Goal:
The entries below are to be repeated exactly as they stand.

Materials provided:
^^^^

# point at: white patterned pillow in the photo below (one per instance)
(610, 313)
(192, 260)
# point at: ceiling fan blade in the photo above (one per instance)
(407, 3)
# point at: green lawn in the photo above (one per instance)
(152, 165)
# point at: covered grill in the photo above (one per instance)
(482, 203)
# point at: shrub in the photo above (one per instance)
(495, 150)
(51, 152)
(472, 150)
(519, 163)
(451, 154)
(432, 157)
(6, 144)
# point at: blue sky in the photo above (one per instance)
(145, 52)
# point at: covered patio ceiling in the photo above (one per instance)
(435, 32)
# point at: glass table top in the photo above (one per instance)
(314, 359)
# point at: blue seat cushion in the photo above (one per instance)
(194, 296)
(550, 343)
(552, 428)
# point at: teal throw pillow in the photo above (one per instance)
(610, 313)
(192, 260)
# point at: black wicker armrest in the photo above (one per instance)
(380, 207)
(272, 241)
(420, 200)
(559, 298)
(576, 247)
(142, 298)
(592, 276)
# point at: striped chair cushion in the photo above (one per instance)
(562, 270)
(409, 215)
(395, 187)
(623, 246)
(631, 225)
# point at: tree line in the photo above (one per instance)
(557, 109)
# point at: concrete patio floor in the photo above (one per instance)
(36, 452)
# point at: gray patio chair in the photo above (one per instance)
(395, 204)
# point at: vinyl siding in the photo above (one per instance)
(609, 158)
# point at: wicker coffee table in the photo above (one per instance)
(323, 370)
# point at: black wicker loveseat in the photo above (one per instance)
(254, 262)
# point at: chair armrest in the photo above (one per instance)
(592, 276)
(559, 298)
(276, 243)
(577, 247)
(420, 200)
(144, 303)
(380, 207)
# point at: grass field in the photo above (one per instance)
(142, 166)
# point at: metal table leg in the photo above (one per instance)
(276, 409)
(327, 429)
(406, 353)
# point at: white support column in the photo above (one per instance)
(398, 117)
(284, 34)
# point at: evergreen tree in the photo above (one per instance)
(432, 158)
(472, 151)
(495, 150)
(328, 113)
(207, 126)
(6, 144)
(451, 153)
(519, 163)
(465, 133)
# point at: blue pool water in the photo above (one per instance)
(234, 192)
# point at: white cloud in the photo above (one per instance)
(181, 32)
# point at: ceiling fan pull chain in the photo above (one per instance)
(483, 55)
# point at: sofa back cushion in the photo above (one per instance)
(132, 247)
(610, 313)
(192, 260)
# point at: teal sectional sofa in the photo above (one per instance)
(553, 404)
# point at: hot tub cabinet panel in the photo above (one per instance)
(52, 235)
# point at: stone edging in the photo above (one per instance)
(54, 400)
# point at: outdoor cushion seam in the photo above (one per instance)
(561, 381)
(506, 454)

^^^^

Solution:
# point at: white patterned pillow in the photo below (one per instance)
(610, 313)
(192, 260)
# point at: ceiling fan blade in the photo above (one per instance)
(407, 3)
# point at: green lawn in the photo above (one per instance)
(152, 165)
# point at: covered grill in the photo above (one per instance)
(482, 203)
# point at: shrub in the photo above (one per instance)
(495, 150)
(51, 152)
(472, 150)
(519, 163)
(451, 154)
(432, 157)
(6, 144)
# point at: blue sky in the photo above (one per instance)
(145, 52)
# point at: covered patio ceiling in the photo above (one per instance)
(435, 32)
# point at: glass table top in the photo above (one per instance)
(314, 359)
# point at: blue seat cushion in the photo above (one per instance)
(194, 296)
(550, 343)
(552, 428)
# point at: teal throw pillow in the photo above (one per instance)
(610, 313)
(192, 260)
# point at: black wicker armrest in the photo above (one per instance)
(380, 207)
(272, 241)
(420, 200)
(559, 298)
(576, 247)
(142, 298)
(592, 276)
# point at: striped chair cushion in the photo above (one per instance)
(562, 270)
(409, 215)
(395, 187)
(623, 246)
(631, 225)
# point at: tree line in the photo above (one per instance)
(557, 109)
# point at: concrete patio floor in the photo above (one per instance)
(36, 452)
# point at: gray patio chair in the photo above (one per instance)
(395, 204)
# point at: vinyl siding in the photo above (one per instance)
(609, 158)
# point at: wicker coffee table in the photo above (one per instance)
(323, 370)
# point at: black wicker loveseat in the photo above (one per instance)
(254, 262)
# point at: chair armrest in the photo above (one per instance)
(592, 276)
(559, 298)
(276, 243)
(577, 247)
(420, 200)
(144, 303)
(380, 207)
# point at: grass field in the photo above (one per instance)
(142, 166)
# point at: metal table leg in the photo above (one per instance)
(276, 409)
(327, 429)
(406, 353)
# point at: white support column in the photo above (one per instance)
(398, 117)
(284, 34)
# point at: evergreen tree in the photo above (one per instance)
(432, 158)
(472, 151)
(495, 150)
(328, 113)
(207, 126)
(6, 144)
(451, 153)
(519, 163)
(465, 133)
# point at: blue pool water in the photo above (one per instance)
(234, 192)
# point at: white cloud in the photo above (one per instance)
(181, 32)
# point at: ceiling fan pull chain in the photo above (one per instance)
(483, 55)
# point at: sofa back cushion in the photo above (one per instance)
(132, 247)
(610, 313)
(192, 260)
# point at: teal sectional sofa in the photo above (one per instance)
(553, 404)
# point at: hot tub cabinet panel in the photo above (one per instance)
(52, 235)
# point at: stone edging in the photo above (one per instance)
(54, 400)
# point at: outdoor cushion seam in the photo above (one per instance)
(561, 381)
(506, 454)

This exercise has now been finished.